Work instructions: List every Bail Reform Act factor that the bail detention excerpt below names as weighing in favor of detention.

In short, all three of the relevant Bail Reform Act factors—the nature and circumstances of the offense, the strength of the evidence, and the history and characteristics of the defendant—continue to weigh heavily in favor of detention, and the defendant's Motion does not present any information that warrants revisiting this Court's well-reasoned and detailed prior decisions.
A. Applicable Law
"After a court has made an initial determination that no conditions of release can reasonably assure the appearance of the Defendant as required, the Court may reopen the bail hearing if 'information exists that was not known to the movant at the time of the hearing and that has a material bearing on the issue' of whether pretrial detention is warranted." (Dec. Op. at 4 (quoting 18 U.S.C. § 3142(f)). "A court may also revisit its own decision pursuant to its inherent authority, even where the circumstances do not match § 3142(f)'s statutory text." (Id. at 5). Although courts in this Circuit have recognized that "a release order may be reconsidered even where the evidence proffered on reconsideration was known to the movant at the time of the original hearing," United States v. Rowe, No. 02 Cr. 756 (LMM), 2003 WL 21196846, at *1 (S.D.N.Y. May 21, 2003), generally the moving party must establish that its arguments "warrant reconsideration" by, for example, demonstrating "that the court overlooked information or incorrectly applied the law," or that failure to reconsider "would constitute manifest injustice." United States v. Petrov, No. 15 Cr. 66 (LTS), 2015 WL 11022886, at *3 (S.D.N.Y. Mar. 26, 2015).

Exercise data:
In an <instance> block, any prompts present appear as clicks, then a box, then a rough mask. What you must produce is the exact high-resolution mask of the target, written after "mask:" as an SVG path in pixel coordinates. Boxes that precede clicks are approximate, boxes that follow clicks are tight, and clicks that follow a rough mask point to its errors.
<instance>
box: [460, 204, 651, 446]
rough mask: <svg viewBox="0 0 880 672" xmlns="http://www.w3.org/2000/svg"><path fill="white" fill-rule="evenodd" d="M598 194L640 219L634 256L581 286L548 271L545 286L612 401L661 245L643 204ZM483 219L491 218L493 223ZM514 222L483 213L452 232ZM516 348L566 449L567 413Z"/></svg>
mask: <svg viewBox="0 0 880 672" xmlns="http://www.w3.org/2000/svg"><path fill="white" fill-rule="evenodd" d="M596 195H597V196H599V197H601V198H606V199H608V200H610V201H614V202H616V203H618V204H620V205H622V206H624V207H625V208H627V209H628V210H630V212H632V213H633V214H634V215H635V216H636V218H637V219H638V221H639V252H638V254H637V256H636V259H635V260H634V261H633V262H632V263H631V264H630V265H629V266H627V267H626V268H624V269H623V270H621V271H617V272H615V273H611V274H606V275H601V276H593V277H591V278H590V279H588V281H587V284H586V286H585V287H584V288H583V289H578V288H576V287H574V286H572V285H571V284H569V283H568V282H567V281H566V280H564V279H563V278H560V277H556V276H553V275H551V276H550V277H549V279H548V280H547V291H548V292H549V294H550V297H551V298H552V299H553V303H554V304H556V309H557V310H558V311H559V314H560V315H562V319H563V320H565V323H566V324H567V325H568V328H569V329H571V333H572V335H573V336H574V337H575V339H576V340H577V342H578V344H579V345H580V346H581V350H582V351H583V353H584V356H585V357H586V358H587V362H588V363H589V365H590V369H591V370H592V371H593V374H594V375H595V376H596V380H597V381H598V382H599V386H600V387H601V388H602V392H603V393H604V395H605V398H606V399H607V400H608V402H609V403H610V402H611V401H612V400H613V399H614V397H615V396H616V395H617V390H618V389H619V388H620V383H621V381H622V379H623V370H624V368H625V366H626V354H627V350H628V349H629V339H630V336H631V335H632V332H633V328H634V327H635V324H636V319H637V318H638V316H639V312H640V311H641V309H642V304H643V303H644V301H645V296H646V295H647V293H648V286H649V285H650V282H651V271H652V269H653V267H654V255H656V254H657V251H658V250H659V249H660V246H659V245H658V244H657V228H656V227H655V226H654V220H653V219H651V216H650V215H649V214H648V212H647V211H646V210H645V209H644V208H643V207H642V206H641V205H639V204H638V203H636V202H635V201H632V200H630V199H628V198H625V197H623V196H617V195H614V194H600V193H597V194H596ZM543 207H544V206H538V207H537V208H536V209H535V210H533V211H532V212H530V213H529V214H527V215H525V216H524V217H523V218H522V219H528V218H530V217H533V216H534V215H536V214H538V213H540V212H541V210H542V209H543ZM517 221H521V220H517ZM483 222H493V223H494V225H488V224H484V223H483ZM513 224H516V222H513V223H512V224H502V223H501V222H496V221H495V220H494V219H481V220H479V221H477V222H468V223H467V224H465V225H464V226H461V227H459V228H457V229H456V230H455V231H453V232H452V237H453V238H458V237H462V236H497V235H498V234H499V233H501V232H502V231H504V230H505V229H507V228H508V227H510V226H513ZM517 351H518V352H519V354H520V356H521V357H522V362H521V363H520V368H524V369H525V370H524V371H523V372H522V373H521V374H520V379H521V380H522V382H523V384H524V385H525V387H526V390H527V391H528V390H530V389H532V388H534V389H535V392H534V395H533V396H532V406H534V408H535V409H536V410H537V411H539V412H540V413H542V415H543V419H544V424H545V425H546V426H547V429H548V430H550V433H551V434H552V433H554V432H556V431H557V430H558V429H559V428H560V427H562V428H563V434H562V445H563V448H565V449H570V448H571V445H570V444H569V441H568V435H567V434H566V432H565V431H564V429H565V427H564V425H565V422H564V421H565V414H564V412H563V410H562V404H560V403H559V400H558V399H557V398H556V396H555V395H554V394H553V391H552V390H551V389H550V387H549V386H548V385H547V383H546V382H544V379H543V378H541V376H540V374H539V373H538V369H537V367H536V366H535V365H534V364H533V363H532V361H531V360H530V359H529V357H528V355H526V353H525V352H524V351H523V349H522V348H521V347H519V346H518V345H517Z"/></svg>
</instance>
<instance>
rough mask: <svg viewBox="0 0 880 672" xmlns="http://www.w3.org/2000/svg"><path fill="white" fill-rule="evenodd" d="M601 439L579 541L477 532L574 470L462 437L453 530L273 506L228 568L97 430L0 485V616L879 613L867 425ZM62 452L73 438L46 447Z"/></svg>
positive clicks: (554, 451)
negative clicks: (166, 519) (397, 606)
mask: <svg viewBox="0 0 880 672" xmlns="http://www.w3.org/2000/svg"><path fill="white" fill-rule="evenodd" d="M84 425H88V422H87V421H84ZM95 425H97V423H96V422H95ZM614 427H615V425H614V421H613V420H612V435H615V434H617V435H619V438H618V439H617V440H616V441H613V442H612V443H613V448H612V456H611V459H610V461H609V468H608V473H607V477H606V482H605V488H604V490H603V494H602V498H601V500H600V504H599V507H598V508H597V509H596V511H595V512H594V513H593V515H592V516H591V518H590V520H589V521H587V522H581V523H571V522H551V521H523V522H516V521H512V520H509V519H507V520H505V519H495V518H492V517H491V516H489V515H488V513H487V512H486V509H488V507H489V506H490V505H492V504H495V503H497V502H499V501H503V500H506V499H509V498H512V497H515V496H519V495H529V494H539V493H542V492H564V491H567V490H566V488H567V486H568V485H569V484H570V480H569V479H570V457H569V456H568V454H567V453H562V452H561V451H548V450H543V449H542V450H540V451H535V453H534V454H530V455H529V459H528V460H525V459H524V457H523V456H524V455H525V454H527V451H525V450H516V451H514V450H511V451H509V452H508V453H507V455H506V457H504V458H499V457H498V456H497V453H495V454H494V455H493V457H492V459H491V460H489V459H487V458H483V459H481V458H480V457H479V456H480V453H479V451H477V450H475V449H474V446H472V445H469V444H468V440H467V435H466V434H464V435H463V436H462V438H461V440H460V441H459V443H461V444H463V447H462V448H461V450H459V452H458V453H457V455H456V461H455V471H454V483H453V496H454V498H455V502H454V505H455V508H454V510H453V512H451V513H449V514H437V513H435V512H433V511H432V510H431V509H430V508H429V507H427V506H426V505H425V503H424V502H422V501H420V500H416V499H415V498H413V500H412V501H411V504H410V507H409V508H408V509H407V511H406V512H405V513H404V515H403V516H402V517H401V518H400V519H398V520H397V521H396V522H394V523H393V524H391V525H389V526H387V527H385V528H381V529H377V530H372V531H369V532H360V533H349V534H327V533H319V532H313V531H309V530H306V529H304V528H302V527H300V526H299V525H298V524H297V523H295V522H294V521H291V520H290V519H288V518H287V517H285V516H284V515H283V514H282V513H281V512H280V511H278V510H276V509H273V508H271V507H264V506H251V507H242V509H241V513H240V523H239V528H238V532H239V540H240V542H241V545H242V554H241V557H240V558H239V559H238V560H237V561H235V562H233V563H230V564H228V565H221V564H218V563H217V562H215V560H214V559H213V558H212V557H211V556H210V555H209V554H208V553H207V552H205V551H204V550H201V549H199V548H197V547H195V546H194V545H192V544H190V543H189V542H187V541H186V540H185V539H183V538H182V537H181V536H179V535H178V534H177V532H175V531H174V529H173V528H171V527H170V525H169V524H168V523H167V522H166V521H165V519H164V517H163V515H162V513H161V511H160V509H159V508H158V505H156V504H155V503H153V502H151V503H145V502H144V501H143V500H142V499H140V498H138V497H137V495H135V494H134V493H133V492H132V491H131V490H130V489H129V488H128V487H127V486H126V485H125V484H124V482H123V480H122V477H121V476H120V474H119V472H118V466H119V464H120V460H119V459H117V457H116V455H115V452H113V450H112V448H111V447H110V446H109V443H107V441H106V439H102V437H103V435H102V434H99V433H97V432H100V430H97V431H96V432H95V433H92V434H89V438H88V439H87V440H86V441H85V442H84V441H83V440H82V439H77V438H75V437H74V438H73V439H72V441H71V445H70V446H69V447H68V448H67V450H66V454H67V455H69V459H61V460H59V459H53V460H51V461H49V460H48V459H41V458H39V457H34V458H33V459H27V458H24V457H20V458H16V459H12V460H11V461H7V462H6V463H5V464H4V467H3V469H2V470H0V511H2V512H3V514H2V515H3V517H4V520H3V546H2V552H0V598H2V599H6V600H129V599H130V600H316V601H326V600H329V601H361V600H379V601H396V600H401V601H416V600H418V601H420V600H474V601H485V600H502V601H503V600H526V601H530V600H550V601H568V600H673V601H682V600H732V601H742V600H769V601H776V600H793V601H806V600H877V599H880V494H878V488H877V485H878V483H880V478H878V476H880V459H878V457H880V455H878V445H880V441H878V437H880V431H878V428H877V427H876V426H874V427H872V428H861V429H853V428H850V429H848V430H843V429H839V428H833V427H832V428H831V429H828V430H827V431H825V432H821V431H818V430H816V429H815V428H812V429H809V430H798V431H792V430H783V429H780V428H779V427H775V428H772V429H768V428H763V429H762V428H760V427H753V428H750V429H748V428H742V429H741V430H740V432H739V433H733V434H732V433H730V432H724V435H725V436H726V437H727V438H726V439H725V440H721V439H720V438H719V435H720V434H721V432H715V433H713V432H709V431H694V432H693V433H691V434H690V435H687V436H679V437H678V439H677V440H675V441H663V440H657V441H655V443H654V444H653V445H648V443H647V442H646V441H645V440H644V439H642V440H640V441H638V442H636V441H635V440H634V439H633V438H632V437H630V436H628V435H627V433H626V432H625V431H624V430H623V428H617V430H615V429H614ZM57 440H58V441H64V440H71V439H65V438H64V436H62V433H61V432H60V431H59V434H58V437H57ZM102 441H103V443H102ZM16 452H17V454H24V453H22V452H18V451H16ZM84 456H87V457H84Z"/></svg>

Output for this exercise:
- The nature and circumstances of the offense
- The strength of the evidence
- The history and characteristics of the defendant